__Work instructions__. Among the entries that follow, the required portion opens with the line containing "Target: flower bud" and closes with the line containing "like (157, 371).". Give that portion again exactly, and nothing else.

***

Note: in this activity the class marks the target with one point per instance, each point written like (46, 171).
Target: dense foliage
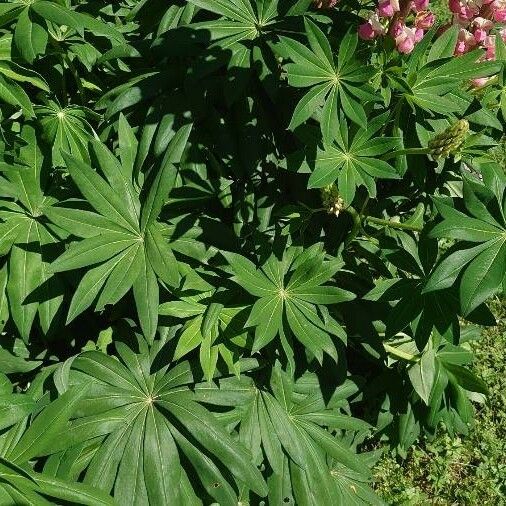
(237, 242)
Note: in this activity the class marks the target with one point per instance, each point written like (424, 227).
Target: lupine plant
(243, 243)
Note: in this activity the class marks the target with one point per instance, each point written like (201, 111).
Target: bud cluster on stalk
(449, 141)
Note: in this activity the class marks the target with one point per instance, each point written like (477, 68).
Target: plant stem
(408, 151)
(392, 224)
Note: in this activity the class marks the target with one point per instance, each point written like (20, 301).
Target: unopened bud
(331, 200)
(449, 141)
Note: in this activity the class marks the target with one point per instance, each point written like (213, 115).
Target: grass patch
(469, 470)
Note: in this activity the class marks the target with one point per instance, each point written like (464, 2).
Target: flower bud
(331, 200)
(449, 141)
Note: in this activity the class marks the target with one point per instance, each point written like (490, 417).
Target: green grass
(460, 471)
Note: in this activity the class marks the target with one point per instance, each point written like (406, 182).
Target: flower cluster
(331, 200)
(450, 140)
(391, 18)
(476, 19)
(324, 4)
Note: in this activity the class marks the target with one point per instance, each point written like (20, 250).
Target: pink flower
(372, 28)
(465, 42)
(406, 39)
(480, 82)
(489, 45)
(424, 20)
(366, 32)
(397, 28)
(482, 26)
(500, 15)
(387, 8)
(420, 5)
(324, 4)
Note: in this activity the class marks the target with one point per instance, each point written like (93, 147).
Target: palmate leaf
(151, 426)
(289, 290)
(30, 243)
(356, 163)
(123, 238)
(480, 265)
(415, 312)
(66, 129)
(335, 86)
(292, 428)
(18, 483)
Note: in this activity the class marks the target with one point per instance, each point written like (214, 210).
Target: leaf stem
(392, 224)
(407, 151)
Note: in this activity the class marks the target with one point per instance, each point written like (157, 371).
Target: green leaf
(444, 46)
(308, 104)
(81, 223)
(267, 315)
(165, 178)
(449, 269)
(160, 257)
(127, 147)
(98, 193)
(319, 44)
(13, 94)
(14, 407)
(146, 297)
(91, 283)
(30, 37)
(161, 461)
(484, 276)
(212, 436)
(323, 294)
(57, 14)
(123, 276)
(93, 251)
(38, 438)
(252, 280)
(422, 375)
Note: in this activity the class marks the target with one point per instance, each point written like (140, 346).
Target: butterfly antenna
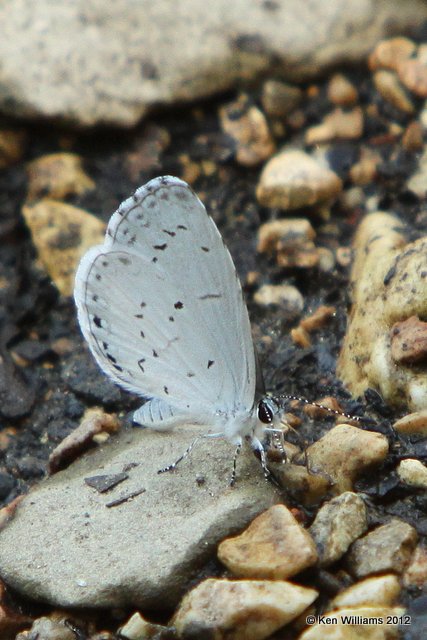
(322, 406)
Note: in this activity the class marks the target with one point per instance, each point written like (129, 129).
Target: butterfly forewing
(161, 306)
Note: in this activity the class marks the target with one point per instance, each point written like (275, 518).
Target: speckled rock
(143, 54)
(240, 610)
(388, 287)
(274, 547)
(386, 548)
(337, 525)
(57, 176)
(172, 524)
(379, 590)
(344, 453)
(293, 179)
(62, 234)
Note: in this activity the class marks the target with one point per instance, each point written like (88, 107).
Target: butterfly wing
(161, 306)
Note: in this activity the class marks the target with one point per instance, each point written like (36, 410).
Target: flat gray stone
(90, 63)
(65, 546)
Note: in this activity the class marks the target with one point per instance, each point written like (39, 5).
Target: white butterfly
(161, 307)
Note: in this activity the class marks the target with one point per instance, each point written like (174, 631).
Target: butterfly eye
(265, 412)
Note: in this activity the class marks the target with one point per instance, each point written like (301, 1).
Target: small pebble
(344, 453)
(338, 125)
(240, 609)
(337, 525)
(412, 424)
(293, 179)
(387, 548)
(282, 295)
(412, 139)
(366, 169)
(379, 590)
(416, 572)
(273, 547)
(413, 473)
(57, 176)
(137, 628)
(247, 126)
(318, 319)
(389, 53)
(341, 91)
(413, 75)
(409, 341)
(391, 90)
(279, 98)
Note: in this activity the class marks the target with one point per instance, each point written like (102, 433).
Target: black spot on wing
(210, 296)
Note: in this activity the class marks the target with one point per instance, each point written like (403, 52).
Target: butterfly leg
(184, 455)
(188, 451)
(236, 455)
(257, 446)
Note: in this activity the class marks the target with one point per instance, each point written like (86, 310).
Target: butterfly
(161, 307)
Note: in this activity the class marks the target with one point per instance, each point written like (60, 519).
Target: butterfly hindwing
(161, 306)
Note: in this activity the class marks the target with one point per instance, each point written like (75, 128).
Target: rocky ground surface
(318, 185)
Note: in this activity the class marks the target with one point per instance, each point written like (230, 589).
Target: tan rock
(389, 53)
(341, 91)
(62, 234)
(247, 125)
(344, 453)
(292, 240)
(379, 590)
(388, 287)
(390, 88)
(413, 423)
(318, 319)
(337, 525)
(280, 98)
(338, 125)
(57, 176)
(412, 139)
(413, 75)
(137, 628)
(304, 486)
(387, 548)
(339, 627)
(293, 179)
(240, 610)
(416, 572)
(409, 341)
(274, 546)
(413, 473)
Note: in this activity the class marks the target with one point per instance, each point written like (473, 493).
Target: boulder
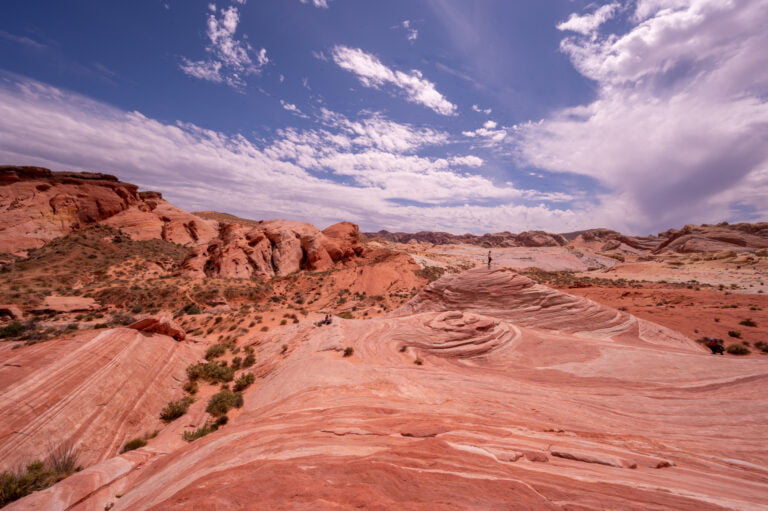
(160, 324)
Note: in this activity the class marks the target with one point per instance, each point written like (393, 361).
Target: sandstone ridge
(485, 391)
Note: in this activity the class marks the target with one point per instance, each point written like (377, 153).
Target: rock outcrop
(705, 238)
(96, 391)
(532, 400)
(161, 324)
(38, 205)
(274, 247)
(495, 240)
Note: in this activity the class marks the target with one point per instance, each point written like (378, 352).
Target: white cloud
(323, 176)
(589, 23)
(373, 73)
(679, 130)
(293, 109)
(411, 32)
(486, 111)
(317, 3)
(229, 58)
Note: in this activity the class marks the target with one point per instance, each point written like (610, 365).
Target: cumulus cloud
(678, 132)
(317, 3)
(589, 23)
(412, 33)
(489, 133)
(486, 111)
(230, 60)
(348, 170)
(373, 73)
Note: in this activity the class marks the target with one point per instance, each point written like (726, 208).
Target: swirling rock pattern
(526, 398)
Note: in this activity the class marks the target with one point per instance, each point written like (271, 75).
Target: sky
(406, 115)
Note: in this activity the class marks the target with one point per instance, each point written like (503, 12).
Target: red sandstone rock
(275, 247)
(38, 205)
(67, 304)
(97, 390)
(161, 324)
(11, 311)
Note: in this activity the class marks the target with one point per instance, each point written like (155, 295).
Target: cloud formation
(362, 170)
(679, 129)
(588, 23)
(317, 3)
(230, 60)
(374, 74)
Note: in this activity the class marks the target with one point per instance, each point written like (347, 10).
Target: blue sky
(455, 115)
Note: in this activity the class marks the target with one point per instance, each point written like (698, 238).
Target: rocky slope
(96, 390)
(486, 391)
(690, 239)
(38, 205)
(274, 247)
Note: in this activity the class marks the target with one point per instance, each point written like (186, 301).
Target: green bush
(61, 463)
(175, 409)
(13, 329)
(244, 381)
(221, 402)
(737, 349)
(205, 429)
(211, 372)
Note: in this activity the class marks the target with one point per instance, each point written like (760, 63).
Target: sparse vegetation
(175, 409)
(244, 381)
(221, 402)
(38, 475)
(212, 372)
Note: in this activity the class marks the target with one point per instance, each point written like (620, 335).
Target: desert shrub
(244, 381)
(190, 387)
(205, 429)
(737, 349)
(134, 444)
(215, 351)
(61, 463)
(221, 402)
(175, 409)
(211, 372)
(13, 329)
(249, 360)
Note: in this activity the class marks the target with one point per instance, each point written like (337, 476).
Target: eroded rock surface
(485, 392)
(96, 390)
(38, 205)
(273, 247)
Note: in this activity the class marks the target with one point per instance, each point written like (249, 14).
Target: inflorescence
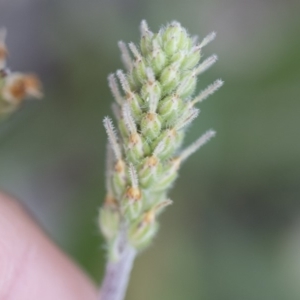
(154, 106)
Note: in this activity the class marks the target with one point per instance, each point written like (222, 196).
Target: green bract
(152, 110)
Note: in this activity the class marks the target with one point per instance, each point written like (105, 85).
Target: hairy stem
(117, 275)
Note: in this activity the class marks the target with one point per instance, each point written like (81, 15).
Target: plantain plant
(154, 105)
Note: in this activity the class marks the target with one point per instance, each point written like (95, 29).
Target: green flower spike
(154, 106)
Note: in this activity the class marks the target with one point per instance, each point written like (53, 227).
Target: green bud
(146, 43)
(151, 93)
(148, 171)
(109, 222)
(166, 179)
(178, 57)
(185, 42)
(169, 109)
(136, 148)
(150, 125)
(170, 139)
(153, 109)
(139, 71)
(132, 203)
(171, 38)
(187, 85)
(135, 103)
(169, 78)
(157, 60)
(190, 61)
(119, 180)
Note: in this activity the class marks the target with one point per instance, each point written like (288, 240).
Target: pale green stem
(117, 275)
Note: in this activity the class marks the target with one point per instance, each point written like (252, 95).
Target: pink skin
(31, 266)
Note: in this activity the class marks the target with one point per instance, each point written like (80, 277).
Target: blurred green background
(234, 230)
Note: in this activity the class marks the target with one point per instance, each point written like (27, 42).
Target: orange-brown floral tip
(18, 86)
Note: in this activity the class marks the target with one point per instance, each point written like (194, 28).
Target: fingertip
(31, 266)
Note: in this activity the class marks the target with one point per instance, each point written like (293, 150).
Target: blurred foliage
(234, 231)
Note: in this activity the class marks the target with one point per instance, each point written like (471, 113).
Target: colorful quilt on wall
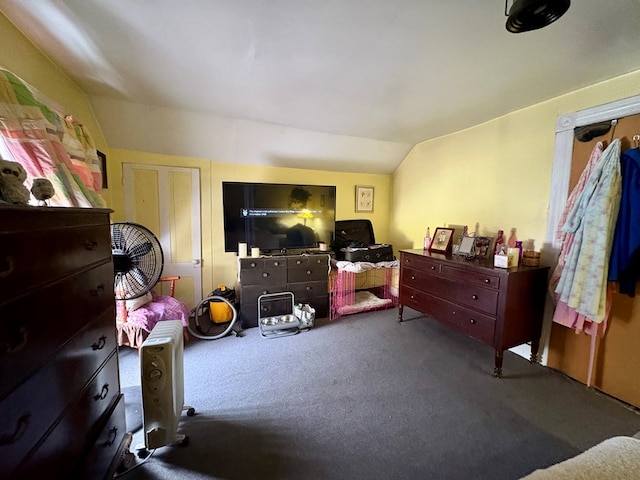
(48, 144)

***

__Written reply__.
Target: flower bud
(331, 200)
(449, 141)
Note: in this activity the class marks the target with one point per instance, each point written like (490, 417).
Target: green grass
(460, 471)
Note: in this activity the class marks the target with one point per instance, each point written like (406, 182).
Target: flower cluster
(331, 200)
(450, 140)
(391, 18)
(476, 19)
(324, 4)
Note: in this activity the class marks the target with one point per instance, each point written like (20, 250).
Target: pink flower
(372, 28)
(465, 42)
(406, 39)
(480, 82)
(489, 45)
(424, 20)
(366, 32)
(397, 28)
(482, 26)
(500, 15)
(387, 8)
(420, 5)
(324, 4)
Note: in this activity the class marks the target with one point per instance, each point written like (93, 147).
Target: palmate leaf
(151, 426)
(289, 290)
(30, 243)
(356, 163)
(123, 238)
(480, 265)
(415, 312)
(66, 129)
(335, 86)
(292, 428)
(18, 483)
Note: in this activity the class marks the target with one point per instance, each point written like (214, 210).
Target: leaf stem
(392, 224)
(407, 151)
Note: in this activity the class marks the target with one point per instance, each point written like (157, 371).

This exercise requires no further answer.